======== Excerto do texto ========

3. O aludido prédio situa-se na baixa da cidade do Porto, em zona central de comércio e serviços, no quarteirão das Cardosas, um dos mais emblemáticos e importantes quarteirões do centro da cidade, em virtude da presença do Palácio das Cardosas na sua fachada norte, fazendo a transição do centro histórico da cidade e a “Avenida”.
4. Fica próximo das redes de transportes urbanos de âmbito metropolitano e suburbano (estação ferroviária de S. Bento, rede de metro e autocarros dos S.T.C.P.) e de vários equipamentos públicos e privados, entre os quais a Câmara Municipal do Porto, ofertas de serviços culturais e de lazer.
5. O arruamento que serve o prédio dispõe de todas as infra-estruturas urbanísticas, estando classificado, segundo o Plano Director Municipal do Porto, publicado no D.R. nº 206, I Série B, de 6 de Setembro de 2000, em Áreas Históricas e o solo da parcela é classificado como solo apto para construção (art. 25, nº2, al. a), da Lei nº 168/99, de 18/09).

========

▶ [Problema a resolver]: Segundo o excerto sobre o prédio na baixa do Porto, em que quarteirão se situa o prédio? O material não tem qualquer papel nesta parte.

======== Material fornecido ========

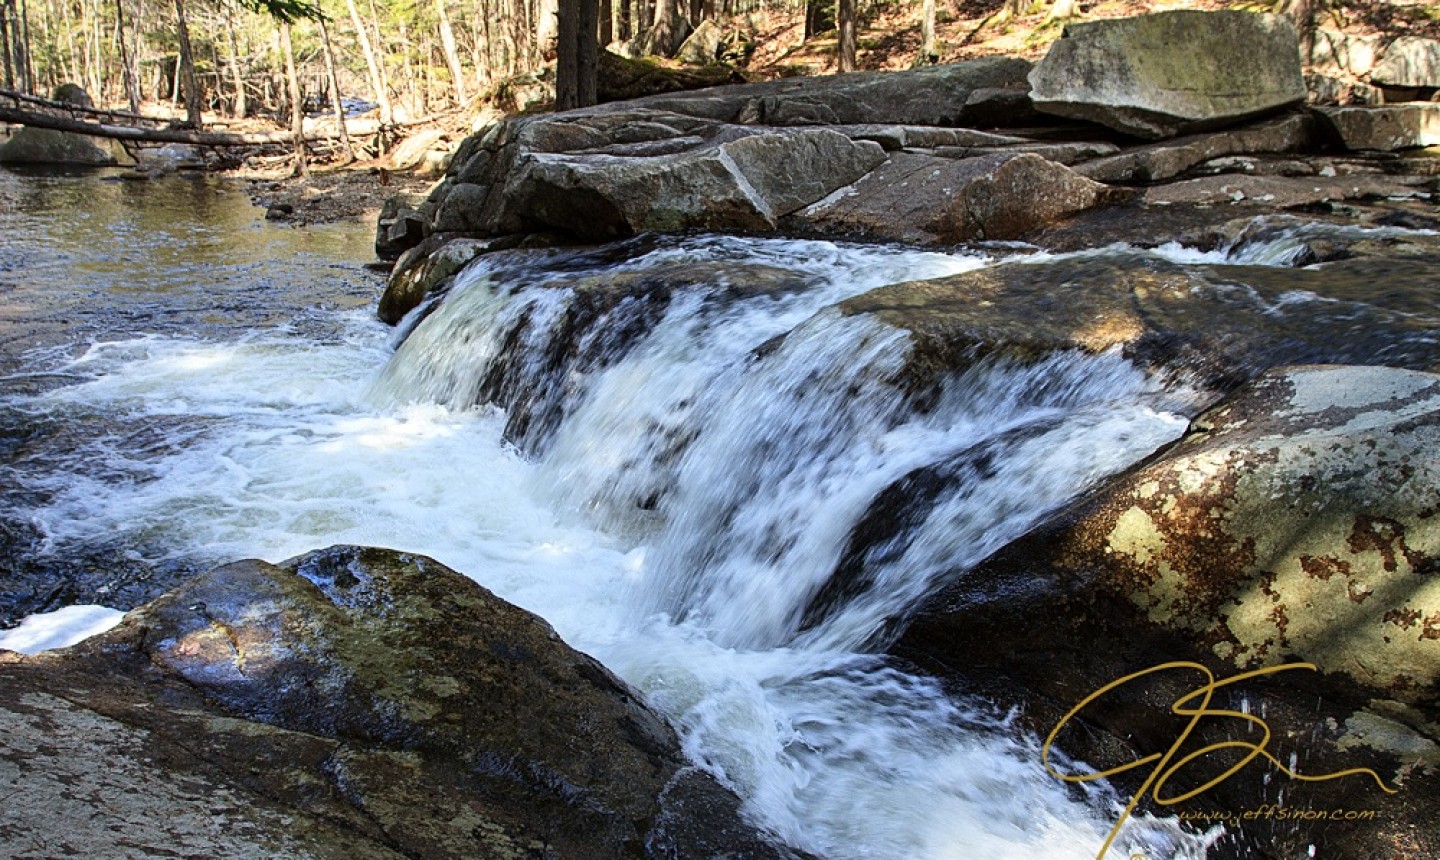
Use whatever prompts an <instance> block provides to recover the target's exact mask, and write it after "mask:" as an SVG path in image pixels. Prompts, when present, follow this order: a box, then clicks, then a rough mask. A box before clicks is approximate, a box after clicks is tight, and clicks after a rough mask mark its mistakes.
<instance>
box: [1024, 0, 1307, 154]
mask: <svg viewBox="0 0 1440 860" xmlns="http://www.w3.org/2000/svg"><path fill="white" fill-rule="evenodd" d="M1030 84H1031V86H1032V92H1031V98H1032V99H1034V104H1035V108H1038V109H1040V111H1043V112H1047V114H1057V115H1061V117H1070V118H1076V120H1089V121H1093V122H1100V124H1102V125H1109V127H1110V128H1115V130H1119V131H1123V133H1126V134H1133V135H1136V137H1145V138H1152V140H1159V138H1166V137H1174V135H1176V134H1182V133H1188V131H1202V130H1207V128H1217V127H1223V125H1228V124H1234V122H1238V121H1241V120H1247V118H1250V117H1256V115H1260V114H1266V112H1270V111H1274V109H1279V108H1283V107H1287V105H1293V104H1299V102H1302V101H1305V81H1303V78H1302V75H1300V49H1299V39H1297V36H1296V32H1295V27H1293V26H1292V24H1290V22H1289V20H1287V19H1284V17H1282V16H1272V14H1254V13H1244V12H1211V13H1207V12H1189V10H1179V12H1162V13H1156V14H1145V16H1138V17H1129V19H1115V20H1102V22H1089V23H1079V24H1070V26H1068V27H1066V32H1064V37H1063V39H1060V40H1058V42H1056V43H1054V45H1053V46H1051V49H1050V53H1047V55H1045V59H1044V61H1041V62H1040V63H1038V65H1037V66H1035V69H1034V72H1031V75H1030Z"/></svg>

========
======== Material fornecido ========

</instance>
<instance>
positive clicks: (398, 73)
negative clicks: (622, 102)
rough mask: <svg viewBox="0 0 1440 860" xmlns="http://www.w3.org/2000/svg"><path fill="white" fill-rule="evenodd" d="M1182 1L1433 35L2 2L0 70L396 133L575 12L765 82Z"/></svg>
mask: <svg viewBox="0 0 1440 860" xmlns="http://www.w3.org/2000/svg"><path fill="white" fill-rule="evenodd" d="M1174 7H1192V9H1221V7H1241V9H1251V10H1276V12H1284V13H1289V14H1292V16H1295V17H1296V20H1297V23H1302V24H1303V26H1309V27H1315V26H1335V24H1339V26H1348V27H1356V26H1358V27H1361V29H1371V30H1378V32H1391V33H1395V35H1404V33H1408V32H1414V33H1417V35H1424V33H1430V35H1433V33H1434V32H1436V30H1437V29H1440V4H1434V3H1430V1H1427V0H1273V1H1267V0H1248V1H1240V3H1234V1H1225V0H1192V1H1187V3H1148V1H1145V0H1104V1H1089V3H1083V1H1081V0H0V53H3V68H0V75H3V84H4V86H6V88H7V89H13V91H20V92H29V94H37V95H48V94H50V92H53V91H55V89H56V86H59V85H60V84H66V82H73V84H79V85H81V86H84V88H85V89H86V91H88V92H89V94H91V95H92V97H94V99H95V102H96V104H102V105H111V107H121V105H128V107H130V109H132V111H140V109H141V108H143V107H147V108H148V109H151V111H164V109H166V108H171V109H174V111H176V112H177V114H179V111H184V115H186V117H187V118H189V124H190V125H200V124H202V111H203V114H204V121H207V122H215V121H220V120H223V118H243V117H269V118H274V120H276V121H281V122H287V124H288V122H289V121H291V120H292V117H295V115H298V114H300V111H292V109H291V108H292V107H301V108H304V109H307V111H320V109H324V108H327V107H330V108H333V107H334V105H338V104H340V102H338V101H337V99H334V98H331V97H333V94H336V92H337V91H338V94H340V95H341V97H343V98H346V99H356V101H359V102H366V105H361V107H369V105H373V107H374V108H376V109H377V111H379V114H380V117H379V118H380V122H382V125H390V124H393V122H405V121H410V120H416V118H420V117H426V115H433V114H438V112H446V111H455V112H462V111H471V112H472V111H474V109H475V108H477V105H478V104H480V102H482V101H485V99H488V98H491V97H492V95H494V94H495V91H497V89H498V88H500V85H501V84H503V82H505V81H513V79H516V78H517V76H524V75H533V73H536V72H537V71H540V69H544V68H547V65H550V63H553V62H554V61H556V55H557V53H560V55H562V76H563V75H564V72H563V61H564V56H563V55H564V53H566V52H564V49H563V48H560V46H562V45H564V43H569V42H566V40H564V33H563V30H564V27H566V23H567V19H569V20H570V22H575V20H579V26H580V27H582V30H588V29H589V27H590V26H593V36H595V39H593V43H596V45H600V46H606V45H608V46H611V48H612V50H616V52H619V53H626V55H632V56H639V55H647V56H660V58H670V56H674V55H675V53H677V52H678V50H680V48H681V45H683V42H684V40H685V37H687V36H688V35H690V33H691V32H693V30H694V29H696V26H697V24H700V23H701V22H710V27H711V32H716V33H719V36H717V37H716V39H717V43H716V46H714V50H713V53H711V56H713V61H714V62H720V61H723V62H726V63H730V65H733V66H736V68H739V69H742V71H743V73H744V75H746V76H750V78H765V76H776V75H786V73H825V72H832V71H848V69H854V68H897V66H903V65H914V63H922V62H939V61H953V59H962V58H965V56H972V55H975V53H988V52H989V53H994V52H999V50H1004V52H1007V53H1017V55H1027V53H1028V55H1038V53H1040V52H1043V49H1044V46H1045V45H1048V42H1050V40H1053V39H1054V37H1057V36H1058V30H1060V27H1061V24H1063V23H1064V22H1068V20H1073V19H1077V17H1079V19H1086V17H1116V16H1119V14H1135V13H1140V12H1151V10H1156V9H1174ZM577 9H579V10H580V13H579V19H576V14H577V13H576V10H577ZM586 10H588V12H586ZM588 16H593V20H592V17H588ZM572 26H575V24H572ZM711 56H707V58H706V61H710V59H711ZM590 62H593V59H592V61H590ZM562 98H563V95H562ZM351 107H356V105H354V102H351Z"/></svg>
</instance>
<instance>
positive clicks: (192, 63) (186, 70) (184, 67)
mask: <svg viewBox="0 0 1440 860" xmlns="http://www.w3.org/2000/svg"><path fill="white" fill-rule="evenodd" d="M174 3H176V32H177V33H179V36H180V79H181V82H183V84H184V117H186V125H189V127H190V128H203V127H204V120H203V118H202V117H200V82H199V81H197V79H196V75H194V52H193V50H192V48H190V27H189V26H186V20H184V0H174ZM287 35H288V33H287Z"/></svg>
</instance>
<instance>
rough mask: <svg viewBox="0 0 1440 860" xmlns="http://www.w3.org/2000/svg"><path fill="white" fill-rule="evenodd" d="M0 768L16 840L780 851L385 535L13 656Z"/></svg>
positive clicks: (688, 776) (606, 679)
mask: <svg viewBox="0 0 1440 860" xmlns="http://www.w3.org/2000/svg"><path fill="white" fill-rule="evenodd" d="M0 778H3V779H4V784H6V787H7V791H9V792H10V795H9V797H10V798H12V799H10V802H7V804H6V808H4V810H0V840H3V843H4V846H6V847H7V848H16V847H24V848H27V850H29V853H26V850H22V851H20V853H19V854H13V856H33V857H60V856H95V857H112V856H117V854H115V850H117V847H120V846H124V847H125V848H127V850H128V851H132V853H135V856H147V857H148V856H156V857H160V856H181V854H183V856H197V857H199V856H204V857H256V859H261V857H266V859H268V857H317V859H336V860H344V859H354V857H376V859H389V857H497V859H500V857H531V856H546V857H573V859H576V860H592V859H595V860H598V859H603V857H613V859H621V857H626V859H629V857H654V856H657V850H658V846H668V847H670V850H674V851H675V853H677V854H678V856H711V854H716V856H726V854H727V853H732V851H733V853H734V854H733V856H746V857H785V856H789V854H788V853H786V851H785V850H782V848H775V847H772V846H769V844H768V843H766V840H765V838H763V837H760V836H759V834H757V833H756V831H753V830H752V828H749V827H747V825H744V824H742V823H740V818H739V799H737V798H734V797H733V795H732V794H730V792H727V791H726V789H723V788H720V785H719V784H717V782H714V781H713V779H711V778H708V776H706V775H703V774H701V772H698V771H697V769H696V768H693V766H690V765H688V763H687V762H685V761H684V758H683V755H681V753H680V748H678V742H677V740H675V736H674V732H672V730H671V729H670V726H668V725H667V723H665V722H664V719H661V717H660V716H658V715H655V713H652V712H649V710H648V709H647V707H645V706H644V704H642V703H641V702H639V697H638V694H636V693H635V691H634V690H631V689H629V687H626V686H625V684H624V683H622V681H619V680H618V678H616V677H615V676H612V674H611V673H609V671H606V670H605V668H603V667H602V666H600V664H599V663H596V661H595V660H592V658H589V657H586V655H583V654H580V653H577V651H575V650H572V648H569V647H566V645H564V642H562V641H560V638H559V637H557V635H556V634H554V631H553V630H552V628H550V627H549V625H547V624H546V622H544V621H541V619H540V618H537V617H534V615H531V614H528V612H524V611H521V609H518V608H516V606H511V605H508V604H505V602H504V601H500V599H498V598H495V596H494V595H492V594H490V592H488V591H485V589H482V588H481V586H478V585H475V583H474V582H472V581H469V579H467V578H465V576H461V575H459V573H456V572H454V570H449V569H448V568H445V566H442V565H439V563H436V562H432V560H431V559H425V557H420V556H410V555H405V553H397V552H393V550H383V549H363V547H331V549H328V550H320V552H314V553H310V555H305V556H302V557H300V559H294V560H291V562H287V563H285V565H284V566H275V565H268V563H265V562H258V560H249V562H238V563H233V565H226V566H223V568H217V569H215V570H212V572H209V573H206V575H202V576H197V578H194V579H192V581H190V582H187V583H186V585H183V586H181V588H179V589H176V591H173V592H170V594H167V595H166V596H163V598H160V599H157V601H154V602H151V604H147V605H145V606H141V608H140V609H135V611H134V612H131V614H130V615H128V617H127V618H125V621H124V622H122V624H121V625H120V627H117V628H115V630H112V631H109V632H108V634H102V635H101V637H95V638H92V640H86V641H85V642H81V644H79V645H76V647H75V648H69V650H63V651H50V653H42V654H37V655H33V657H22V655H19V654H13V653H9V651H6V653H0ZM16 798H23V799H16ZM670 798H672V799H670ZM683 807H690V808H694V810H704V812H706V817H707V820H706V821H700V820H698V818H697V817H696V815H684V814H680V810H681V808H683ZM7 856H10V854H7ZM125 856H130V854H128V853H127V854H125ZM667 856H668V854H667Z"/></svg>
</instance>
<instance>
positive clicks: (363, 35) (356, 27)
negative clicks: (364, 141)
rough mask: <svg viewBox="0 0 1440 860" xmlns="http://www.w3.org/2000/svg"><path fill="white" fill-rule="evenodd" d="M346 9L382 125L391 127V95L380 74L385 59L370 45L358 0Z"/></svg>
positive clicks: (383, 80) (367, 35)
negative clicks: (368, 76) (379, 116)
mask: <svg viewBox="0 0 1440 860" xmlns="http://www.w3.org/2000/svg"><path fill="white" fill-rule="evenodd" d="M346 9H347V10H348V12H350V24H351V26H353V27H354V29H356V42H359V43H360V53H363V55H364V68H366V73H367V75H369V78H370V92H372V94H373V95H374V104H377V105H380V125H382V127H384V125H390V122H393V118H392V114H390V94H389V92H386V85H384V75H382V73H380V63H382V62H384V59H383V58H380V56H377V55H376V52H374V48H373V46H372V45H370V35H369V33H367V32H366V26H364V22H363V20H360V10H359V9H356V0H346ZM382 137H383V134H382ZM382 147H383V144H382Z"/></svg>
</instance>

========
======== Material fornecido ========

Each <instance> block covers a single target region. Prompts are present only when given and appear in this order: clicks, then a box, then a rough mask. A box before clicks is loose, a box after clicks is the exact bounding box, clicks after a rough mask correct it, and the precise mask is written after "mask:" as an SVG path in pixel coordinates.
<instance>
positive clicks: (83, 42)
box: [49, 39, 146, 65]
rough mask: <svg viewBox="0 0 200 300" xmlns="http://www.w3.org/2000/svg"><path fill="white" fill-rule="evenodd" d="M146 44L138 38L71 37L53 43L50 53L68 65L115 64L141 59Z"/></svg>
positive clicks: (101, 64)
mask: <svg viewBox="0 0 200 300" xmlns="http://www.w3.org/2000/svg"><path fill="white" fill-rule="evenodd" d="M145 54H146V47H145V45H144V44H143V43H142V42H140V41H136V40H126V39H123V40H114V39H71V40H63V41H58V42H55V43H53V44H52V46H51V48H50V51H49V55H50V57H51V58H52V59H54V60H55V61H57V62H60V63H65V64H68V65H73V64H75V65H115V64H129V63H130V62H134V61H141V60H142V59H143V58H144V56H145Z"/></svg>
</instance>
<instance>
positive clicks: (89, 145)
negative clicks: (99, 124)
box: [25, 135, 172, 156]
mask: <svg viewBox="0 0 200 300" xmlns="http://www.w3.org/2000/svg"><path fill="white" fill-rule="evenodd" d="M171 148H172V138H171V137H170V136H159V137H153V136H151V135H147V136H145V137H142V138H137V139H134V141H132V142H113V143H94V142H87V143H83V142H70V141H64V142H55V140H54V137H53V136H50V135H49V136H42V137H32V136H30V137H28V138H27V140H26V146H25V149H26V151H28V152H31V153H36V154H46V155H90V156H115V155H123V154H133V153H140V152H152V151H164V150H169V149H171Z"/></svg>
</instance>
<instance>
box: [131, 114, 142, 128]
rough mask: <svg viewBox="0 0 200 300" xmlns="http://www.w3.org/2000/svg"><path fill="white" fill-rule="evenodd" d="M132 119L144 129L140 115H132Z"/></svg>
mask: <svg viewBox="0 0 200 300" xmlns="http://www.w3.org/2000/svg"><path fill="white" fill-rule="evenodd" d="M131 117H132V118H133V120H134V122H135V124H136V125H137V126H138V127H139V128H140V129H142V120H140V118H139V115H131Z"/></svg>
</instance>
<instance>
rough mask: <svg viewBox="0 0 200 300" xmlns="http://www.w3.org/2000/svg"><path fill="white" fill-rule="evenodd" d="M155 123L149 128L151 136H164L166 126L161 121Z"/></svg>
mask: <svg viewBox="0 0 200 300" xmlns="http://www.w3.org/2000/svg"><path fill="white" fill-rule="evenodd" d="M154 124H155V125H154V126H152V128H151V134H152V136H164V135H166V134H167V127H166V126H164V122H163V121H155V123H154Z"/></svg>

========

▶ [Resultado da tarefa]: No quarteirão das Cardosas.